**Named-object pointing material**
---*---
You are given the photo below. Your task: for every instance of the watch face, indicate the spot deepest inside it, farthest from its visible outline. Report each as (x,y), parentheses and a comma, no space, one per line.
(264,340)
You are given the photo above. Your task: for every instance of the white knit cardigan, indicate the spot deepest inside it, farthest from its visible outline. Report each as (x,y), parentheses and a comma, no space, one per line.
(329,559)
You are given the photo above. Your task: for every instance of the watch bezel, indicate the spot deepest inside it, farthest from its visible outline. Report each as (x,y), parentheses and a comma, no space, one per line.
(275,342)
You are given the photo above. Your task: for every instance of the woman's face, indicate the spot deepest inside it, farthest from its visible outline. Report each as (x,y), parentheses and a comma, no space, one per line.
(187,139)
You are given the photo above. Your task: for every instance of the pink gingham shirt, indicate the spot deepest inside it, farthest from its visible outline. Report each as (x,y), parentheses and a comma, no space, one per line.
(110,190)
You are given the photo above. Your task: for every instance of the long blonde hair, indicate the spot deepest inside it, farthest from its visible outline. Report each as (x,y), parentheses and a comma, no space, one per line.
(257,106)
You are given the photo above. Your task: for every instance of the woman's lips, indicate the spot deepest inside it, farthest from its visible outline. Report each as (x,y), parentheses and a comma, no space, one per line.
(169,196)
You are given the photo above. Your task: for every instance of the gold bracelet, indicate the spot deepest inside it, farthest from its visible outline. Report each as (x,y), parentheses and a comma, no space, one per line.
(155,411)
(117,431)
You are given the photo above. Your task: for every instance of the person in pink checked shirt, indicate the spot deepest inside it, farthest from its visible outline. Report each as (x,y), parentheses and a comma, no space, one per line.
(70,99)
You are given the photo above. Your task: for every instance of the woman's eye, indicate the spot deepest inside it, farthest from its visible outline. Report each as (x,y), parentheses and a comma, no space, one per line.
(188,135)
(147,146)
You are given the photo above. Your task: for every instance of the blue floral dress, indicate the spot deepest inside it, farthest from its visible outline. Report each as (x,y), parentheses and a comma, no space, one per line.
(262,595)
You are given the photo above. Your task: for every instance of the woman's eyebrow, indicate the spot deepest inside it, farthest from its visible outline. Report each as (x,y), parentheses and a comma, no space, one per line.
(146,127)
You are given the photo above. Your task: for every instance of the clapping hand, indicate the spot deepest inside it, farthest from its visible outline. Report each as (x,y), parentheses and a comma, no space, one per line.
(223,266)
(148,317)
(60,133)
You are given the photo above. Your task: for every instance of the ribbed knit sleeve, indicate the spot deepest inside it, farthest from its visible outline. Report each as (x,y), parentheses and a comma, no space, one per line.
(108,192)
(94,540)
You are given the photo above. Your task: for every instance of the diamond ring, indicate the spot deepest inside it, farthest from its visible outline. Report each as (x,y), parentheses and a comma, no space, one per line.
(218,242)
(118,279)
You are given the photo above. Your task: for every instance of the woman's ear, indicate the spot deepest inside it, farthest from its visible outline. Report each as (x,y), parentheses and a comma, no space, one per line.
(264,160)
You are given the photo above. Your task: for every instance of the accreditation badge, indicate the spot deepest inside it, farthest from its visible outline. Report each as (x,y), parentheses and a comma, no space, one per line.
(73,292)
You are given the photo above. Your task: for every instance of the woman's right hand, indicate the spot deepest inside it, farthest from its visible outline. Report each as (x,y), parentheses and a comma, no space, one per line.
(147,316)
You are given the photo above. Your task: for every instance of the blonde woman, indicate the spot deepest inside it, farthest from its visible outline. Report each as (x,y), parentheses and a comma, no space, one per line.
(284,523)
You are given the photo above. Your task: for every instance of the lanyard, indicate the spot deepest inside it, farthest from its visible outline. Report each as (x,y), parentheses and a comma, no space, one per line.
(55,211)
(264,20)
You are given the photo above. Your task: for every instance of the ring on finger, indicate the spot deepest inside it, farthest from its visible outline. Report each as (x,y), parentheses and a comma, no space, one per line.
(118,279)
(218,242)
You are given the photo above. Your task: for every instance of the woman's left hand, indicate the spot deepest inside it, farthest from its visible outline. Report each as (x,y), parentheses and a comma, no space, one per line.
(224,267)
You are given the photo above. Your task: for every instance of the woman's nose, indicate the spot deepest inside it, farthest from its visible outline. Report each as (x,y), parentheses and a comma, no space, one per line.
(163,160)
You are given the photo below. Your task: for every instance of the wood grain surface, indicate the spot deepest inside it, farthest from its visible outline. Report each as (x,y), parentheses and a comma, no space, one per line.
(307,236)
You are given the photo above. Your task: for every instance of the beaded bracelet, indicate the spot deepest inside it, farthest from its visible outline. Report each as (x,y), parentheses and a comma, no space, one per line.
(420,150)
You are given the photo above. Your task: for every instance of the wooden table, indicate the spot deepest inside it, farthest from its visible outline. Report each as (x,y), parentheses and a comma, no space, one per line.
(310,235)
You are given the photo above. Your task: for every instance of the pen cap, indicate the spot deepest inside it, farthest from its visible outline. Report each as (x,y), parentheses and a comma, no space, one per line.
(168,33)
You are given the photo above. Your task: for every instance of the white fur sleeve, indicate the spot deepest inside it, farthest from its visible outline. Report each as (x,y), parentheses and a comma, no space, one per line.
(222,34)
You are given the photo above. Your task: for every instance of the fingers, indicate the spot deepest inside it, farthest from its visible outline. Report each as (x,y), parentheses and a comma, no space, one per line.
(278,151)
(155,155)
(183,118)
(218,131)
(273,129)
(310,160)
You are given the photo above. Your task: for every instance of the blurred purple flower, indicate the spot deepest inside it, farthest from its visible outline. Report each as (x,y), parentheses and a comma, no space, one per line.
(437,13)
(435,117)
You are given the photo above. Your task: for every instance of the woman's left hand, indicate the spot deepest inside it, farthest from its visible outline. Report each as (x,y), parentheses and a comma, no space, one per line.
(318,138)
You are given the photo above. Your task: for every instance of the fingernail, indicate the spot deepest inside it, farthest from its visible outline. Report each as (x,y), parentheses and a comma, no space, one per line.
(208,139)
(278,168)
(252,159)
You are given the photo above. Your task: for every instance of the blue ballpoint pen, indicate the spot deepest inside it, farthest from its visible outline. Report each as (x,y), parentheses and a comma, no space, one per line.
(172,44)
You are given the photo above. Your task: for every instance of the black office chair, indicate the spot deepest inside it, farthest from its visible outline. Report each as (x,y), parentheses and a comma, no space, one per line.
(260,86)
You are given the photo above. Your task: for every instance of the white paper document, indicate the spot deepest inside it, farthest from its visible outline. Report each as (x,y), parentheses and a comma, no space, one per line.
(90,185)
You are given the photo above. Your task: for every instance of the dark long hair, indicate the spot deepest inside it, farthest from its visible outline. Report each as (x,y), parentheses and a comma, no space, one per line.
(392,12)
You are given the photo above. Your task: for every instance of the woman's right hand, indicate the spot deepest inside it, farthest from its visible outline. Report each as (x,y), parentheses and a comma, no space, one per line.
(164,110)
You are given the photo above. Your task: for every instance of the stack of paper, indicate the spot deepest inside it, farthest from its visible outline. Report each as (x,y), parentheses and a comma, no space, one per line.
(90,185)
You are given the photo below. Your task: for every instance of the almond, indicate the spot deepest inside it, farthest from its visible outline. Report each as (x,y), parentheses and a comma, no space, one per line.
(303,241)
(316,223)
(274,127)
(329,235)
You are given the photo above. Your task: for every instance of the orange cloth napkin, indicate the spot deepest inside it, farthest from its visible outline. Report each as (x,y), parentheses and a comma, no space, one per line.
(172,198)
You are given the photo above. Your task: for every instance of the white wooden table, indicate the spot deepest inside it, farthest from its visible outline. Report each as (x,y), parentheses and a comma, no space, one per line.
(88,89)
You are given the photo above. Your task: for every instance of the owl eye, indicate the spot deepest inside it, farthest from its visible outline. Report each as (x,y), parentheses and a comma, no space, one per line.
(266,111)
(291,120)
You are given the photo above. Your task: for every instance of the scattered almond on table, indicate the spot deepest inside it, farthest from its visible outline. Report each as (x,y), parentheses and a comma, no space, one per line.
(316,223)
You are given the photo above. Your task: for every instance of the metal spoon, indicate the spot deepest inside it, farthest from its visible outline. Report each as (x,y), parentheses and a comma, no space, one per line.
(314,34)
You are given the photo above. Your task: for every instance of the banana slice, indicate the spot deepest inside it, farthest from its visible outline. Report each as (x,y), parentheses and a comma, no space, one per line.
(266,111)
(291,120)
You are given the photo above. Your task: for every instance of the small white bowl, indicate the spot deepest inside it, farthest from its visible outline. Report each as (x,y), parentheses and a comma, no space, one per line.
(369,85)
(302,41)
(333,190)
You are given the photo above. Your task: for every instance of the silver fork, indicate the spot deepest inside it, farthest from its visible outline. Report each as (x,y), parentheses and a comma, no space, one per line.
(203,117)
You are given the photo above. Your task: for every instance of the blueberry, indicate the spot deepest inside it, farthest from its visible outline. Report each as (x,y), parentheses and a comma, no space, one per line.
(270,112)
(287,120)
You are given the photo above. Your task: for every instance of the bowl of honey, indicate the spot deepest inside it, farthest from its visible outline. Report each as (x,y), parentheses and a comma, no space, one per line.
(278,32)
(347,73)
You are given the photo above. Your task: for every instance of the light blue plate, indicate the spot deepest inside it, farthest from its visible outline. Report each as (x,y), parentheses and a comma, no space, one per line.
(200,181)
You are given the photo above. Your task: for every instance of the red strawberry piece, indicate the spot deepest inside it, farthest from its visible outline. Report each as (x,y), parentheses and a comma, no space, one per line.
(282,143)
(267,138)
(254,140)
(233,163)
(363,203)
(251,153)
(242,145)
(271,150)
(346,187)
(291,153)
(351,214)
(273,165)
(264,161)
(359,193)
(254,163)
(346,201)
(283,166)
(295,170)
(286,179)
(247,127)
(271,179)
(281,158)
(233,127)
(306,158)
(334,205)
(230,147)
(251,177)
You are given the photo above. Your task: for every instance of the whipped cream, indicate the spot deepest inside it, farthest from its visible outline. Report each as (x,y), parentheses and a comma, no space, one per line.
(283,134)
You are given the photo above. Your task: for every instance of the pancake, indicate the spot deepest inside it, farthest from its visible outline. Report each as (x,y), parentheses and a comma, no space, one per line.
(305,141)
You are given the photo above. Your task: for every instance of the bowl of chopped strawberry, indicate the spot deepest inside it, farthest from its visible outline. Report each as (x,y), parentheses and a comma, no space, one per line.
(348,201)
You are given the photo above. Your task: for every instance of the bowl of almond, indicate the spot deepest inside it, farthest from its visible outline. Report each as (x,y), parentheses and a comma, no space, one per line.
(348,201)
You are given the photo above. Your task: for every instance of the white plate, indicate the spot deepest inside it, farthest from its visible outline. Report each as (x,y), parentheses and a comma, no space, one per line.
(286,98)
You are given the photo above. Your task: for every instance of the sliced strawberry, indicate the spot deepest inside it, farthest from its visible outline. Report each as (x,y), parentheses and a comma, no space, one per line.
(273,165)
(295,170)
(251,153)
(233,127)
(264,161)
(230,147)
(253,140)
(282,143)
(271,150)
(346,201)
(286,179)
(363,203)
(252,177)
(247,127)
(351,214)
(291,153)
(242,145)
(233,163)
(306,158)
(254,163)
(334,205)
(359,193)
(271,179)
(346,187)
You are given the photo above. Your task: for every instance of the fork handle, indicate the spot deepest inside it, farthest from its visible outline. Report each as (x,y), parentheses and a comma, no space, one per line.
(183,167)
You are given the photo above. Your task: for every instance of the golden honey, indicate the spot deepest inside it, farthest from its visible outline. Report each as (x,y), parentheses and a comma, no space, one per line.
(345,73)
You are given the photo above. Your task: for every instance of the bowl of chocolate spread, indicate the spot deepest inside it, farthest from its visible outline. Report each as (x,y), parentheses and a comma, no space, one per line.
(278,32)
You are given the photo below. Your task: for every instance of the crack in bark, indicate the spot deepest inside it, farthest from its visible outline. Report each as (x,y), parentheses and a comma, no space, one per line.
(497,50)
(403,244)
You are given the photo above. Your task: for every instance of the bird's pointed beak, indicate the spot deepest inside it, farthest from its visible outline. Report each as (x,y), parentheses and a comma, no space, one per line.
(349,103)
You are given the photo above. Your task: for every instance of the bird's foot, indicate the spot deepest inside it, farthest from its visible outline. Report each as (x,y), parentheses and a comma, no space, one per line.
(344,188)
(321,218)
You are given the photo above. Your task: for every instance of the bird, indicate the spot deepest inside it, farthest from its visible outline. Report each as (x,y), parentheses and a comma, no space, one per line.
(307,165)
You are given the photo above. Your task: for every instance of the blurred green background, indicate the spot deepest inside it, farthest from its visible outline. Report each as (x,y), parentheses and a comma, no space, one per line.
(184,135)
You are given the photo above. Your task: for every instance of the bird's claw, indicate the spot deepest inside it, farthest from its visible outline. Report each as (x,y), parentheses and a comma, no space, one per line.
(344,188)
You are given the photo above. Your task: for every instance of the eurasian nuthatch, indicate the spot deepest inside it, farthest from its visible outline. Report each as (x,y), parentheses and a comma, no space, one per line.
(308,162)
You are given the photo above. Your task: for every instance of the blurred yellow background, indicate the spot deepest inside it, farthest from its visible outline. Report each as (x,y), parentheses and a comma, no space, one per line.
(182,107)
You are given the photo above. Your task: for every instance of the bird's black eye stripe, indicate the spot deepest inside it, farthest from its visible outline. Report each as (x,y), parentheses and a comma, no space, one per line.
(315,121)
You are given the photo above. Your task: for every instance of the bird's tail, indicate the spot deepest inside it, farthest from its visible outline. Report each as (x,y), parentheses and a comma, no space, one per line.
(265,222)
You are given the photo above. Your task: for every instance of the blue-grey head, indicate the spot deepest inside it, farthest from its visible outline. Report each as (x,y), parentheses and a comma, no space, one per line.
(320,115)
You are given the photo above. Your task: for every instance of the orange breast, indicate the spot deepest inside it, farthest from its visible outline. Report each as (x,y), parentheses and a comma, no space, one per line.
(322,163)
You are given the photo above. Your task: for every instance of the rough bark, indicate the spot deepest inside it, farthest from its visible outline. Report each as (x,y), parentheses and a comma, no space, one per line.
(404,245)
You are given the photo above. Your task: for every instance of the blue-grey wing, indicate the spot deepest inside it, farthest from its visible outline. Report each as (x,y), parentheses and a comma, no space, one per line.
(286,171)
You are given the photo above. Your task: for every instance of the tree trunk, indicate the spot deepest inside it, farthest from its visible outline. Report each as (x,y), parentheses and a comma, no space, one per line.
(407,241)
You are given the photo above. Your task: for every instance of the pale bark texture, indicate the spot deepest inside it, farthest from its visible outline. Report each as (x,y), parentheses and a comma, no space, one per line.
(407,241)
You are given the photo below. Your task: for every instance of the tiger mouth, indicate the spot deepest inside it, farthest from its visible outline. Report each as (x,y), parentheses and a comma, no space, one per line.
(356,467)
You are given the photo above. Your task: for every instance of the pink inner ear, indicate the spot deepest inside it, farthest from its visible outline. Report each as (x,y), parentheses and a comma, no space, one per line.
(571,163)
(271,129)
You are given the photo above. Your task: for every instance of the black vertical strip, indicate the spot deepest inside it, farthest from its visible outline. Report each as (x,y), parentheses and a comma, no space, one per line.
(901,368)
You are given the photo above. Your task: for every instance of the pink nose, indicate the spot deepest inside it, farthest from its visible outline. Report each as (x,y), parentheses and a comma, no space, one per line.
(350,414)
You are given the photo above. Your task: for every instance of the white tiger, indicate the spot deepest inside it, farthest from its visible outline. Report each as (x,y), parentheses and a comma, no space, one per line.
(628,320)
---*---
**EXERCISE AIM**
Can you rewrite the lines from the one containing "the pink inner" through the end of the material, both included, swapping each "pink" for "rosy" and leaving everything else unchanged?

**RESULT OF THIS TASK**
You are given the photo above. Your task: for every instance of the rosy inner ear, indicate the spot deepest inside it, farthest from its visible outline. Report each as (x,y), parentheses and a comma, no space, one per line.
(571,163)
(271,129)
You are given the photo above. Your task: for every instance of the black vertical strip, indicate the spot deepest inside it, farthest from its visible outline. Report each as (x,y), parentheses and a comma, no space, one per line.
(901,368)
You are given the photo above. Your task: for every instance of the rosy nose, indicate the spot deepest inside it, farthest from its visible outline. Report each as (x,y), parentheses and a comma, no space, one per line.
(350,414)
You are given the photo above. Your task: for every instance of the white tiger, indicate the spot deepest inside it, farthest from its visible outline. Report each as (x,y), parentheses and a comma, no space, one per line.
(628,320)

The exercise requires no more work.